**WRITTEN INSTRUCTION:**
Repeat, line for line, the entries printed below.

• • •

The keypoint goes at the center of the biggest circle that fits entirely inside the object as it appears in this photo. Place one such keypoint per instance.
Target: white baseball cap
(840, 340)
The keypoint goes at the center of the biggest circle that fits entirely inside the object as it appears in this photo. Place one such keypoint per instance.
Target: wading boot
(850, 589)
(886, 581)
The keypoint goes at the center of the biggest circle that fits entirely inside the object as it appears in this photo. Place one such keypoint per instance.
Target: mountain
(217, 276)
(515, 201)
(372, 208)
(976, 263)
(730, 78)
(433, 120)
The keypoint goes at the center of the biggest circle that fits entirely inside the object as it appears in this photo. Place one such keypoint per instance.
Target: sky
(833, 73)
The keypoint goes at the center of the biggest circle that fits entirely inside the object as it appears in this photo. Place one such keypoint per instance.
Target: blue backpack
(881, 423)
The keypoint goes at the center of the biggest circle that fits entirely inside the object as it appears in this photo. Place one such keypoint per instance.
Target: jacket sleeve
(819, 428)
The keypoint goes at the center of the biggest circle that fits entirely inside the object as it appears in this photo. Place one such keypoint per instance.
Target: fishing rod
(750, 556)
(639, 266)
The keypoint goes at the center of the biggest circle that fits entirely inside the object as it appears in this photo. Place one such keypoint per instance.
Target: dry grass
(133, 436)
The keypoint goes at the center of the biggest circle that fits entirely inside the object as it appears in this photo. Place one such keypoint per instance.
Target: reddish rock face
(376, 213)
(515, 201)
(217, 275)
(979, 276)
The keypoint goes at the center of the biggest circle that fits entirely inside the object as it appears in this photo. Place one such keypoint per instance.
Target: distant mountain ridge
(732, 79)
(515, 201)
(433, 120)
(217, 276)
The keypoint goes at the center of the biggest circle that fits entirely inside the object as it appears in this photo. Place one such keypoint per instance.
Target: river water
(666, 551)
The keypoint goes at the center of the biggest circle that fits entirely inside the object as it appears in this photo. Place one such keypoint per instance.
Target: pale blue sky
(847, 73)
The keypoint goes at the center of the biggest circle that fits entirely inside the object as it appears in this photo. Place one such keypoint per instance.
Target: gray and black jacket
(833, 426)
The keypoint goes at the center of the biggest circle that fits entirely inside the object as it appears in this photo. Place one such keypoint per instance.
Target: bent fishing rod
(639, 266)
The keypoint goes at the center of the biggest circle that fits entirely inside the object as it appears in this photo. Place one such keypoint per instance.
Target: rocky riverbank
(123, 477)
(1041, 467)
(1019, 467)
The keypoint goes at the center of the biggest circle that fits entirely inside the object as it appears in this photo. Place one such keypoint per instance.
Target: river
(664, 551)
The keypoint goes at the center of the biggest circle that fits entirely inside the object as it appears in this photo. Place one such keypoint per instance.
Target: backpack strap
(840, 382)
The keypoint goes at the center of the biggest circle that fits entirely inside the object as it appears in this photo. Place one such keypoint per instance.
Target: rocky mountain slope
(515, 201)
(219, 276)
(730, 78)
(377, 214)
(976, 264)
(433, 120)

• • •

**SOLUTION TO THIS EXERCISE:**
The keypoint goes at the center of the biggest circle that fits entirely inside the object as it appears in this photo. Place one such keypoint per instance.
Target: white baseball cap
(840, 340)
The keypoint goes at the center of the biggest circle that fits entirely inside the object as it appears in this photo. Place one such keypoint per instance.
Target: wading boot
(850, 589)
(886, 581)
The keypoint goes at the center of the biggest circle that fits entirely inside the object as it appears in this photo. Place one such keypoint per instance.
Target: mountain
(217, 276)
(515, 201)
(372, 208)
(976, 263)
(730, 78)
(433, 120)
The keypoint goes at the center of the biggest circle that fits entirely inside the object as it appears in this photo. Place one such keypoint per instance.
Target: sky
(833, 73)
The keypoint goes at the center of the biggest circle that fits entirely inside the object as it appears in this photo. Place one such keypoint per instance.
Target: blue backpack
(881, 423)
The keypoint goes at the center of the biggest circle that fits entirely inside the object as it appears in this photo. Place one such keypoint per instance.
Target: jacket sleeve
(819, 428)
The keypoint goes at the center of the biggest circle that fits entirely inside the object as it appears in this photo. Place one such keypoint per instance.
Target: fishing rod
(750, 556)
(639, 266)
The keypoint goes at the center of the biggest circle that fits entirely inside the object as it appears in this photo. Place one such keypoint per instance.
Target: dry grass
(133, 436)
The keypoint goes at the center of the biggest circle that fits entirely inside the object as it appears in this photo. Place one such keypoint per instance.
Target: reddish rock face
(376, 213)
(515, 201)
(217, 275)
(979, 276)
The keypoint goes at the center of the biggest circle that fits entirely inside the object as it appears in this photo. Place one such keypoint per instance.
Target: distant mountain ridge
(732, 79)
(515, 201)
(433, 120)
(217, 276)
The keypoint goes at the center of the biggest circle that fits entirely inside the object as it appears in this photo. Place one such keypoint per instance.
Target: river water
(666, 551)
The keypoint goes at the center of the biggest circle that fits entirely inside the object as it appears in this photo. Place one such keypoint per instance.
Target: pale blue sky
(847, 73)
The keypoint goes at the center of the biggest circle that fits entirely inside the object as it appears in this photo. Place one such keypoint per instance.
Target: gray and black jacket
(833, 426)
The keypoint goes at the center of the biggest circle that fits entirely inside the object as it appears in this photo. Place one such keypoint per instance.
Target: bent fishing rod
(639, 266)
The keypoint goes at the center of the biggest circle that fits entirely inside the object as it appears in this photo. Place one such keypoint per instance.
Target: rocky riverbank
(123, 477)
(1041, 467)
(1019, 467)
The keypoint goes at the center of the biggest circle that fits entirely inside the object as it appears in this photo. Place one such keypoint per instance.
Target: river
(664, 551)
The keypoint goes at the center of the biggest circle that fits entirely inside the object as it appears in this photo. Place one such keypoint per instance.
Target: backpack strap
(840, 382)
The keypoint goes at the center of the biggest circle that fits entirely inside the object as it appears in this photo. Place one such keypoint per instance.
Target: rocky mountain slope
(515, 201)
(219, 276)
(730, 78)
(377, 214)
(976, 264)
(433, 120)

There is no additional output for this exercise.